**SELECTED TEXT**.
Segment Open

Discovery of new Cdc2-like kinase 4 (CLK4) inhibitors via pharmacophore exploration combined with flexible docking-based ligand/receptor contact fingerprints and machine learning†
Abstract
Cdc2-like kinase 4 (CLK4) inhibitors are of potential therapeutic value in many diseases particularly cancer. In this study, we combined extensive ligand-based pharmacophore exploration, ligand–receptor contact fingerprints generated by flexible docking, physicochemical descriptors and machine learning-quantitative structure–activity relationship (ML-QSAR) analysis to investigate the pharmacophoric/binding requirements for potent CLK4 antagonists. Several ML methods were attempted to tie these properties with anti-CLK4 bioactivities including multiple linear regression (MLR), random forests (RF), extreme gradient boosting (XGBoost), probabilistic neural network (PNN), and support vector regression (SVR). A genetic function algorithm (GFA) was combined with each method for feature selection. Eventually, GFA-SVR was found to produce the best self-consistent and predictive model. The model selected three pharmacophores, three ligand–receptor contacts and two physicochemical descriptors. The GFA-SVR model and associated pharmacophore models were used to screen the National Cancer Institute (NCI) structural database for novel CLK4 antagonists. Three potent hits were identified with the best one showing an anti-CLK4 IC50 value of 57 nM.

Segment Closed

**THE PROBLEM**. Say whether each statement agrees with the CLK4 inhibitor abstract, answering yes or no and quoting the words that decide it. 1. GFA-SVR gave the best model. 2. The screening was run on the National Cancer Institute structural database. 3. Five potent hits were identified. The records play no part in the work on this text.

**PROVIDED DATA**.
Segment Open

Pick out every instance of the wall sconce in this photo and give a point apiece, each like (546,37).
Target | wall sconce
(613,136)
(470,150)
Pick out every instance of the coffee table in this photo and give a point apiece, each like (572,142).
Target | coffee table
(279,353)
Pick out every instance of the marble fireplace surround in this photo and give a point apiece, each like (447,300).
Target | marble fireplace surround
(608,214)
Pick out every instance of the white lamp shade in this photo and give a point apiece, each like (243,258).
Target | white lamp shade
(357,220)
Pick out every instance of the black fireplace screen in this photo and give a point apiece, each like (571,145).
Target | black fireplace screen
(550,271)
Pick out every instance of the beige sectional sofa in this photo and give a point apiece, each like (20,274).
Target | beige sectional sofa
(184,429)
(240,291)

Segment Closed

**RESPONSE**.
1. Yes: "Eventually, GFA-SVR was found to produce the best self-consistent and predictive model."
2. Yes: "used to screen the National Cancer Institute (NCI) structural database"
3. No: "Three potent hits were identified"